- [Aim]: Copy the lines of the data below without any change, starting at the line containing "Localize green leaf." and ending at the line containing "370, 454, 436, 573".

- [Data supplied]:
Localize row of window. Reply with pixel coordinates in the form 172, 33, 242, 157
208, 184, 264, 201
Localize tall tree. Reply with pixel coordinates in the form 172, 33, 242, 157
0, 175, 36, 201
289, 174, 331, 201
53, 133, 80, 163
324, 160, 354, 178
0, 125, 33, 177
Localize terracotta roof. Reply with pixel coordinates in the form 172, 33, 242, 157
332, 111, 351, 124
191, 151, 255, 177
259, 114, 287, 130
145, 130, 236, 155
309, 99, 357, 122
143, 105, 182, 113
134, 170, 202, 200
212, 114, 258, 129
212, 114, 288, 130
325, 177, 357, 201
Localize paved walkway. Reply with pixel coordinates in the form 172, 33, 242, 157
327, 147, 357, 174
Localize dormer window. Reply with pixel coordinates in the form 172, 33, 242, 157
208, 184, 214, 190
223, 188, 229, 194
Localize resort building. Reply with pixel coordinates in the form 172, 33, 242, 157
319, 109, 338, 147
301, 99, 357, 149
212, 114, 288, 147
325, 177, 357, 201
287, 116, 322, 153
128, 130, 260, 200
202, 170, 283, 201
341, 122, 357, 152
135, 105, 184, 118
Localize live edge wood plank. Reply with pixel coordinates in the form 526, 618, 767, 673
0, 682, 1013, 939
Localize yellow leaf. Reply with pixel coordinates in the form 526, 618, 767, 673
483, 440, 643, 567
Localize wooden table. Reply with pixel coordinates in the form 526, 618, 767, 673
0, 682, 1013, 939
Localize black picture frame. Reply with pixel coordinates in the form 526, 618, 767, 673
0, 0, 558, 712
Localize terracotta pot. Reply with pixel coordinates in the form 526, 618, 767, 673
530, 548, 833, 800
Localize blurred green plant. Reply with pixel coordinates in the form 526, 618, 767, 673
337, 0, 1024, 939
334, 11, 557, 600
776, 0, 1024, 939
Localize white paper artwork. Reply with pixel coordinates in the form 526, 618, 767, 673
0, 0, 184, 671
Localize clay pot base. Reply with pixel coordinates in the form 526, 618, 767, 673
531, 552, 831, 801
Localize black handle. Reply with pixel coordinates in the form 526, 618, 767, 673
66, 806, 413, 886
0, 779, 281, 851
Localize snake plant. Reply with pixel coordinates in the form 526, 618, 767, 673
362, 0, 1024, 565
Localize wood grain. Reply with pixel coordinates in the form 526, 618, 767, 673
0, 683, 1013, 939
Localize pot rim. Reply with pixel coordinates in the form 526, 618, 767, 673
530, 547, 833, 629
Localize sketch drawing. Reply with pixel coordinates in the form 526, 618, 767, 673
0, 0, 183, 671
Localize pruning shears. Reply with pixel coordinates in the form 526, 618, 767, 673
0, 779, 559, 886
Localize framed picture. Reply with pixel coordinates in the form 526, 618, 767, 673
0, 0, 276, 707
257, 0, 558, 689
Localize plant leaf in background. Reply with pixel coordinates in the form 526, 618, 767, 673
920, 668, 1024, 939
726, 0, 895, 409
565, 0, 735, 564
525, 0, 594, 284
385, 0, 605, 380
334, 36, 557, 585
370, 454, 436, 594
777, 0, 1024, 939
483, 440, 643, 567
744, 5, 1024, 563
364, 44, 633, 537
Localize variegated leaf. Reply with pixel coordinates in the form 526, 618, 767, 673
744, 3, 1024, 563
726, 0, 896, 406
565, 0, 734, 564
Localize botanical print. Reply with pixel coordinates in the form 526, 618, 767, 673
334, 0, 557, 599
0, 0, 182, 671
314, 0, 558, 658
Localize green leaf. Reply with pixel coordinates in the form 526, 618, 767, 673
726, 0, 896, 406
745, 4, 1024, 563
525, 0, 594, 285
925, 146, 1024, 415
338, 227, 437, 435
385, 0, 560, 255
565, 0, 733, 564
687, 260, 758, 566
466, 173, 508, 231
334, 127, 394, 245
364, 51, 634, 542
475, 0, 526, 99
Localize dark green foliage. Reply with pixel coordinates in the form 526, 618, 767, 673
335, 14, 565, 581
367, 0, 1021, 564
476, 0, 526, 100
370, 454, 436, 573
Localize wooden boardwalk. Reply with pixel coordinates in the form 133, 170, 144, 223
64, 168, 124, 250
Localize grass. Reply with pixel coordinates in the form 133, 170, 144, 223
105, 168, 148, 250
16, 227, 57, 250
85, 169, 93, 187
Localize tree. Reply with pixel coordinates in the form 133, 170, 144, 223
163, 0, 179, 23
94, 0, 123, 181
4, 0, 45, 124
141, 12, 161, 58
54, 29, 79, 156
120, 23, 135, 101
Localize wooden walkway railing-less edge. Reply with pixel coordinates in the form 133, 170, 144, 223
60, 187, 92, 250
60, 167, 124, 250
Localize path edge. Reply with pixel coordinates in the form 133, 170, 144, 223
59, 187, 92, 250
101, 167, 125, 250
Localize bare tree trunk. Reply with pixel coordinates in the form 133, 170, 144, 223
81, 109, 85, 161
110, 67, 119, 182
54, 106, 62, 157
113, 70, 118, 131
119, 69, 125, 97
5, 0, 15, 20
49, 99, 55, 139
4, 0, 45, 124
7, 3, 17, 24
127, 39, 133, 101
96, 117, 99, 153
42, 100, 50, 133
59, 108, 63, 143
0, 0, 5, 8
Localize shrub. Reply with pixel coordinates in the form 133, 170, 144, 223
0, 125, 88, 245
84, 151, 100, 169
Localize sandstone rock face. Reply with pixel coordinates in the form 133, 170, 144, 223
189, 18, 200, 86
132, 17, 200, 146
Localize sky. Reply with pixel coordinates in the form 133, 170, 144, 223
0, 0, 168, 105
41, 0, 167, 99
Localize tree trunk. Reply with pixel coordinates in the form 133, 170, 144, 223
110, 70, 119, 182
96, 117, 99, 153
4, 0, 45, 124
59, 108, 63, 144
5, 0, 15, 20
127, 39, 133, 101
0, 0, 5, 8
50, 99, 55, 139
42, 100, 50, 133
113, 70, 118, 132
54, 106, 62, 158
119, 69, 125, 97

- [Exercise result]:
Localize green leaf. Reply with pixel coordinates in the form 526, 618, 767, 673
726, 0, 896, 406
745, 4, 1024, 563
525, 0, 594, 285
925, 146, 1024, 415
338, 227, 437, 435
385, 0, 560, 255
565, 0, 733, 564
687, 260, 758, 566
466, 173, 508, 231
334, 127, 394, 245
364, 51, 634, 542
475, 0, 526, 99
Localize dark green foliage. Reply with pixel coordinates in the form 526, 618, 767, 673
335, 14, 565, 581
367, 0, 1021, 564
476, 0, 526, 100
370, 454, 436, 573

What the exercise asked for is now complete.